- LIST OF TASKS:
(a) Return the passage of the interview from "SD: … yes. So" to "rebuild their relationship.", copied word for word.
(b) Write the next part of the interview, starting right after its last sentence.

CA: And she chose a poor man. 

SD: Yes, absolutely, and partly because they have had sex.

CA: That’s been a bit of a critical controversy. At one point Posthumo says something to the effec that he wanted more sex, or just even sex, with his wife, but that she held him back. ["Me of my lawful pleasure she restrained" 2.4.161]. Some actors and critics assume they haven't consummated their marriage. It's one of those questions of interpretation where an actor has to decide.

SD: Yes. But he knows about the “lunar”, the … 

CA: …the mole! …  

SD: … yes. So he has seen her naked. And that’s what makes him sick when Giacomo tells him about the mole. Giacomo has enjoyed her body he thinks is exclusively his.

CA: Yes! Could I now move on to the end of the play and your reconciliation with Posthumo? I talked about this to Irina [Solomonoff], because it wasn't a typical romantic reconciliation. When they come together after Posthumo’s slap, you're both kneeling and looking at each other but with some distance between you. They do not fall into each other's arms.

SD: I feel like after all they have gone through, it's like they're not young anymore. They're not the young couple in the castle. They’ve both grown and are recognizing they're sad. Of course they're also happy, but it's not like nothing happened. They have to heal, and there is a need to rebuild their relationship.

CA: That makes psychological sense, and it's also typically the way Shakespeare ends several final scenes in his later plays like All’s Well That Ends Well, Pericles, and The Winter’s Tale, where the husband and the wife have been alienated from each other and a lot of time has gone by. I'm glad you played it like that. 

SD: It’s not a Disney World ending – this is Shakespeare! 

CA: Absolutely right! Let’s come back to Ter-Wer. How did you see her relationship with Ínogen, if you saw any relationship? 

SD: Yes, there was a bond there for me. Ter-Wer is wisdom. She is the grandmother of Setebos and she guarded him with an avian intelligence and energy Teresa and Ínogen share through their experiences. It’s like the sweet and protective energy of a grandmother. It’s an energy, an aura that invades Teresa and then Ínogen. It is a physical experience of El Chaltén and the mythology. They're changing and maturing as people, but they are also becoming in some ways more themselves at a deeper level.

(Point localization data)
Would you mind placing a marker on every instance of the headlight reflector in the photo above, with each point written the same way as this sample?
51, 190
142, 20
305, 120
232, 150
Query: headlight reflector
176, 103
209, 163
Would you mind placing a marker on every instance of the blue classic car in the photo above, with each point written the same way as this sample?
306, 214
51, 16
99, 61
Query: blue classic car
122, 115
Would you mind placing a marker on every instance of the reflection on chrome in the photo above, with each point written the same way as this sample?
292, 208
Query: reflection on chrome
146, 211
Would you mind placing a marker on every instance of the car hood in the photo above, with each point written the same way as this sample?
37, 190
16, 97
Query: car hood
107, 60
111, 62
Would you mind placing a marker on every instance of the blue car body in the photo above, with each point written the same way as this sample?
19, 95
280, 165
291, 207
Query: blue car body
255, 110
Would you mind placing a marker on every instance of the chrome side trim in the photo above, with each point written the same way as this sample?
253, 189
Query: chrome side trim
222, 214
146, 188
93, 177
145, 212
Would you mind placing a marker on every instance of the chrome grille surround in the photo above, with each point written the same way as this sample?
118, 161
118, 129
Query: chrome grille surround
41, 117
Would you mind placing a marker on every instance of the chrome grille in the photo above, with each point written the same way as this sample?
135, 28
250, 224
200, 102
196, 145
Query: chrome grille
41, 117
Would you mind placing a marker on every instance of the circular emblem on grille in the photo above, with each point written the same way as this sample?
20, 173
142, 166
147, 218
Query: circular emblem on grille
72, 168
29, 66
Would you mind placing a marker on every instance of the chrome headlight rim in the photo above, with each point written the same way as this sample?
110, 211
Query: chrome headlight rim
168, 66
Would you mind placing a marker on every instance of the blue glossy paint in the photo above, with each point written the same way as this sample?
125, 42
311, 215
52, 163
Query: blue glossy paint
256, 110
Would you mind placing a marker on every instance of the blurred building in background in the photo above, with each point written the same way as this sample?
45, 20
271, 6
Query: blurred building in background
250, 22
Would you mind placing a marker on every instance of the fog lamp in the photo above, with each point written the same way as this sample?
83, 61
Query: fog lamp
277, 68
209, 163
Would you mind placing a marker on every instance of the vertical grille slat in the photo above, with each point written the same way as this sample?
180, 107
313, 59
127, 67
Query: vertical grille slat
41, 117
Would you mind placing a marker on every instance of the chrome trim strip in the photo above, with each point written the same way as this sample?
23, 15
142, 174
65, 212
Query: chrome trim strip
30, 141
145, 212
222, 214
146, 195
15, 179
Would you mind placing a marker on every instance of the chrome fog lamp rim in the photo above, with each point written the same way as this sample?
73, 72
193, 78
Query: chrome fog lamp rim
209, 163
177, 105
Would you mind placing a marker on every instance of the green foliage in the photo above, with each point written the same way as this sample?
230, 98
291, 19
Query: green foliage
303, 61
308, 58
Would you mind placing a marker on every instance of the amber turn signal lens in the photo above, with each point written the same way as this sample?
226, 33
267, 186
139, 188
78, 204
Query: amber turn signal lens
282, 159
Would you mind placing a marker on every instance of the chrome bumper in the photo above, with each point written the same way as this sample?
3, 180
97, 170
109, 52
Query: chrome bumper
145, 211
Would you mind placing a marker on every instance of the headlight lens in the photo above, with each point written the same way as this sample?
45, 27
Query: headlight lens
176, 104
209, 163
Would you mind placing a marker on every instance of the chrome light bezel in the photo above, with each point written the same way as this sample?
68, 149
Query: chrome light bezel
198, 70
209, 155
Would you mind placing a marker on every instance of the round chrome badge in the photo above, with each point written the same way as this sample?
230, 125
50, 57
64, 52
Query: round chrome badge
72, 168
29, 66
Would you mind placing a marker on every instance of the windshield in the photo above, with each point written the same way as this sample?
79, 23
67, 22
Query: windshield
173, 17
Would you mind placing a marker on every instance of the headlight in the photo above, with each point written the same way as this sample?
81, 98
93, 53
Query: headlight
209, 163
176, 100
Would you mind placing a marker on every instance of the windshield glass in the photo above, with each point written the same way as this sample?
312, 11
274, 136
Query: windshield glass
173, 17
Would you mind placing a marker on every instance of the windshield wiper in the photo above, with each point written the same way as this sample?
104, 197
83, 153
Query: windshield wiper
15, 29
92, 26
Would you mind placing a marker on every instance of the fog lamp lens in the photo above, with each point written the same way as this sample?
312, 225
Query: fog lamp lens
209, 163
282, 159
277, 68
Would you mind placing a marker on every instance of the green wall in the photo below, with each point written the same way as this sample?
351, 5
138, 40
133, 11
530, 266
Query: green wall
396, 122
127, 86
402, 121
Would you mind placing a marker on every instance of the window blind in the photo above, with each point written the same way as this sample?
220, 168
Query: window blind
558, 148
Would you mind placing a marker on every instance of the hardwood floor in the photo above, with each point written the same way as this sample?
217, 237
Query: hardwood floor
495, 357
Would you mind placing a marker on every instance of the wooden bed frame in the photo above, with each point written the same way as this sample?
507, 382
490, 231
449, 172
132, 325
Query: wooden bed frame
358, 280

- EXERCISE RESULTS:
(a)
SD: … yes. So he has seen her naked. And that’s what makes him sick when Giacomo tells him about the mole. Giacomo has enjoyed her body he thinks is exclusively his.

CA: Yes! Could I now move on to the end of the play and your reconciliation with Posthumo? I talked about this to Irina [Solomonoff], because it wasn't a typical romantic reconciliation. When they come together after Posthumo’s slap, you're both kneeling and looking at each other but with some distance between you. They do not fall into each other's arms.

SD: I feel like after all they have gone through, it's like they're not young anymore. They're not the young couple in the castle. They’ve both grown and are recognizing they're sad. Of course they're also happy, but it's not like nothing happened. They have to heal, and there is a need to rebuild their relationship.

(b)
CA: That’s an ancestral memory in terms of Argentinian identity, and it’s moving towards a wisdom in relation to Tehuelche culture, as well: more towards the kind of experiences you imagine Teresa had when growing up in Salta. 

SD: Yes, for both there's a change in maturity, but there’s also an internal manifestation of a local reality that was already there. But it has to be rediscovered and embraced. I don't know I don't know if I’m putting it very well. It's like, this is a great awakening for me.

CA: That’s very clear! My final question is: what did you think of the ecological aspect of Cimbelino

SD: I feel like Mónica made it really very clear that we need to open up our eyes because we are destroying our house, our home. And I think it’s really really moving to recreate one of our Indigenous legends in Argentina that is not well known, so that people know about how important the Tehuelche mythology of El Chaltén was. I think it was really important for our culture to put it in a play and to show it live. And she also gave the message warning about how we treat our planet through that mythology. It’s like: respect your place, respect your legacy. 

CA: It's a human biological and an Indigenous-cultural legacy: to respect our origins in the earth.

SD: Yes, and those two are the same, really, because of our connections with the earth with other animals and creatures. That’s what the Tehuelche mythology is telling us. So the play is a rediscovery of that. And remembering those things is the way out of our current climate crisis. We have something to learn from Indigenous peoples.

CA: Well, it seems you've had a marvellous experience in this groundbreaking play. I hope it gets performed again–and it’s certainly worthy of being translated, too. Thank you so much, Sophía. I’ve so much enjoyed talking with you and revisiting the performance. 

SD: Thank you too, very much, for your research.

CA: Good luck with your students’ recital! I hope our paths cross again in Argentina or elsewhere.